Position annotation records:
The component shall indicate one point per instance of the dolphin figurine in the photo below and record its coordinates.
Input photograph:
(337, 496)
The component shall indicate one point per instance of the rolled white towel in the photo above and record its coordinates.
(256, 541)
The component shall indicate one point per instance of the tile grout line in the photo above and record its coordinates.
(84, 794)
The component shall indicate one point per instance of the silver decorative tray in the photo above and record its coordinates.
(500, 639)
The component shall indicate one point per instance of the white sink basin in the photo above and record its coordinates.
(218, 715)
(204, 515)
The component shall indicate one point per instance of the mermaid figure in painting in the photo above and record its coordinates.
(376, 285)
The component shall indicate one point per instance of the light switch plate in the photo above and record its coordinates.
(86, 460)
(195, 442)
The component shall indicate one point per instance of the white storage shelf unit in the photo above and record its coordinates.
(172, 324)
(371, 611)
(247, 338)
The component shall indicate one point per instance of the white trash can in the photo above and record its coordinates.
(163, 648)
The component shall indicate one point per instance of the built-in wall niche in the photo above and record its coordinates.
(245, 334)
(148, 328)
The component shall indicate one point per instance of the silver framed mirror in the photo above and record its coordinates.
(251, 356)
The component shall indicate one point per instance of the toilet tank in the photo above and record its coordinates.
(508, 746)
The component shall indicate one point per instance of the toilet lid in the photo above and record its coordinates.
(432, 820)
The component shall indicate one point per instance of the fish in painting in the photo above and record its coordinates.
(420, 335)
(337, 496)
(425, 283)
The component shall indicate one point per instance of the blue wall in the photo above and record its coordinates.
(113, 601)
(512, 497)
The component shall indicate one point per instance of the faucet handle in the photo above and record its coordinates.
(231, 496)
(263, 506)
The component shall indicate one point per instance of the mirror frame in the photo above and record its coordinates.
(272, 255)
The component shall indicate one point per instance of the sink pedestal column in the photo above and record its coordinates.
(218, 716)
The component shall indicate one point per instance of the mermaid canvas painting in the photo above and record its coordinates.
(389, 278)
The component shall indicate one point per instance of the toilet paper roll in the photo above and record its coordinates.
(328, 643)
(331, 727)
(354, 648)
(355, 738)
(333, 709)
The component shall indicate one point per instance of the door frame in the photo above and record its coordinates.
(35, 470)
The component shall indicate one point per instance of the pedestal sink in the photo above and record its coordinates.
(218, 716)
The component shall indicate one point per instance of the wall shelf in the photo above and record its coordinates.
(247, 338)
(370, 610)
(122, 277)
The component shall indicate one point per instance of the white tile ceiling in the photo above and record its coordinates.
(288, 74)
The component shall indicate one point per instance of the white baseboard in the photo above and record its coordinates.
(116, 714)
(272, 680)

== EXERCISE ==
Please lay out all of the data above as a two-column CSV with the headers "instruction" and "points." Give one row for each instruction and its points, with each field in double quotes and every line break replaced by a space.

== EXERCISE OUTPUT ==
instruction,points
"The component shall indicate one point per instance of the dolphin figurine in the photo below and record its coordinates. Input photograph:","(337, 496)"
"The component shall indicate one point per instance of the rolled white towel in the photo above and record its coordinates.","(256, 541)"
"The component shall indicate one point per instance of the tile grout line in the photo above and record its coordinates.","(84, 794)"
"The component shall indicate one point per instance of the silver decorative tray in the photo above and record its coordinates.","(500, 639)"
"The component shall indicate one point per instance of the white sink basin in the photo above and record its coordinates.","(218, 715) (204, 515)"
"The component shall indicate one point per instance of the mermaid figure in painting in the photo above and record its coordinates.","(376, 285)"
"The component shall indicate one point per instance of the light switch plate in the photo above and record its coordinates.","(86, 460) (195, 442)"
"The component shall indicate one point per instance of the white storage shelf unit in the photo above and record its coordinates.","(172, 324) (371, 611) (247, 338)"
"The component shall indicate one point per instance of the white trash can in the photo above and record its coordinates.","(163, 648)"
"The component shall indicate one point per instance of the built-in wall niche in the photo above and record its coordinates.","(245, 334) (148, 328)"
"The component shall indicate one point per instance of the silver framed mirror in the photo above and record its coordinates.","(251, 356)"
"The component shall indicate one point per instance of the toilet tank in the photo above and record its coordinates.","(508, 746)"
"The component shall indicate one point per instance of the toilet lid in the photo above and record its coordinates.","(432, 820)"
"The component shall indicate one point per instance of the fish in painting in the photo above and record its coordinates.","(420, 335) (337, 496) (425, 283)"
"The component shall indicate one point per instance of the blue wall in the photo above and record its coordinates.","(113, 601) (512, 497)"
"The component shall indicate one point per instance of the faucet handle in the photo above and record its coordinates.","(231, 496) (263, 506)"
"The component shall indicate one point per instance of the mirror frame in the photo above and record its coordinates.","(272, 255)"
"The component shall indicate one point per instance of the sink pedestal column in the photo above and record its coordinates.","(218, 716)"
"The component shall indicate one point per instance of the mermaid canvas painting in the photo above and record its coordinates.","(389, 278)"
"The component shall indicate one point per instance of the toilet paper roll in the photo above and record its coordinates.","(328, 643) (331, 727) (354, 648) (355, 738) (333, 709)"
"The component shall indicate one point per instance of the door frame in the photo above and record its coordinates.","(35, 470)"
"The component shall indicate one point per instance of the pedestal sink in the photo above and record its coordinates.","(218, 716)"
"The component shall indicate one point per instance of the wall shelf in the photo above and record its coordinates.","(247, 338) (370, 610) (122, 277)"
"The component shall indicate one point per instance of the white tile ceiling in the photo above and record its coordinates.","(288, 74)"
"The component shall indicate one point per instance of the white baseboard in the photo above and record its coordinates.","(116, 714) (272, 680)"